List every line in the records that contains the string "shirt", copying each such line in full. Case counts.

Data entries
•••
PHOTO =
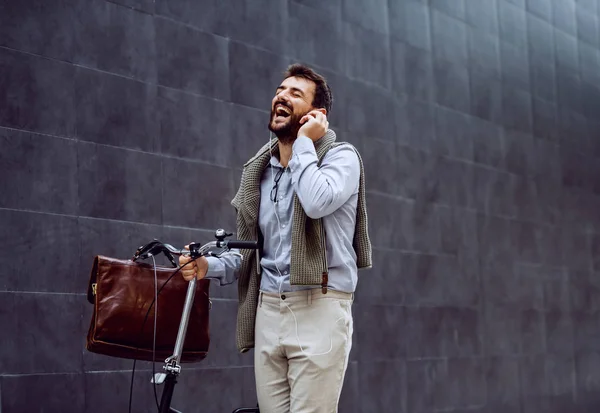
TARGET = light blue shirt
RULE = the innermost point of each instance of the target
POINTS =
(329, 192)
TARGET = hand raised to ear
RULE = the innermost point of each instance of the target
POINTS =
(314, 125)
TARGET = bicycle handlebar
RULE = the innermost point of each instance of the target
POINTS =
(195, 250)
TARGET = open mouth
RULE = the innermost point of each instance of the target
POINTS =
(282, 111)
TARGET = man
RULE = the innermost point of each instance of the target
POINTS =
(302, 196)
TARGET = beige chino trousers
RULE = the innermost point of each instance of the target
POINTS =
(302, 344)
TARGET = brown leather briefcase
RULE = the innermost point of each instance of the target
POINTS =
(122, 292)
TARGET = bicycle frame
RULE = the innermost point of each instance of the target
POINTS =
(172, 364)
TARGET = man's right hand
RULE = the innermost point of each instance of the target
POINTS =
(197, 269)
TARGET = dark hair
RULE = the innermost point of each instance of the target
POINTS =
(323, 97)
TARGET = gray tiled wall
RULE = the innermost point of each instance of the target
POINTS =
(478, 121)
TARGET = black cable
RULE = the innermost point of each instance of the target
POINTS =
(142, 330)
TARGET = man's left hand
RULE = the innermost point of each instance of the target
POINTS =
(314, 125)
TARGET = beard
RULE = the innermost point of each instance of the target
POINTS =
(286, 129)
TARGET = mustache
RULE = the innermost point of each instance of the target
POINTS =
(284, 103)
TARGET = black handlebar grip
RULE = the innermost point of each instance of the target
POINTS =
(243, 245)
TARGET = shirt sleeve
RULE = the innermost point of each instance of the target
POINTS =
(225, 268)
(322, 190)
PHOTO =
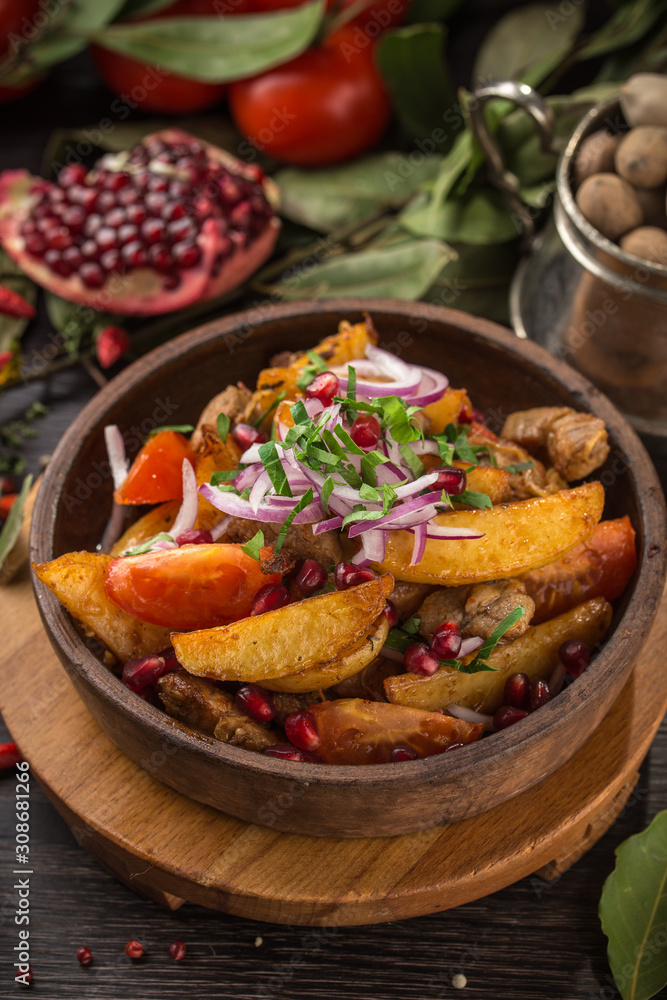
•••
*RESULT:*
TARGET = light blue shirt
TARGET = shirt sleeve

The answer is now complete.